#### RECORDS FOR THIS TASK

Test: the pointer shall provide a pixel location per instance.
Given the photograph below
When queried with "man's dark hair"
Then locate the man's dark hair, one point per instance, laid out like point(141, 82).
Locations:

########

OBJECTIVE: Copy the records above line for line, keeping every word and character unchanged.

TASK SOLUTION:
Test: the pointer shall provide a pixel location per instance.
Given the photograph below
When queried with "man's dark hair"
Then locate the man's dark hair, one point per instance, laid out like point(141, 82).
Locations:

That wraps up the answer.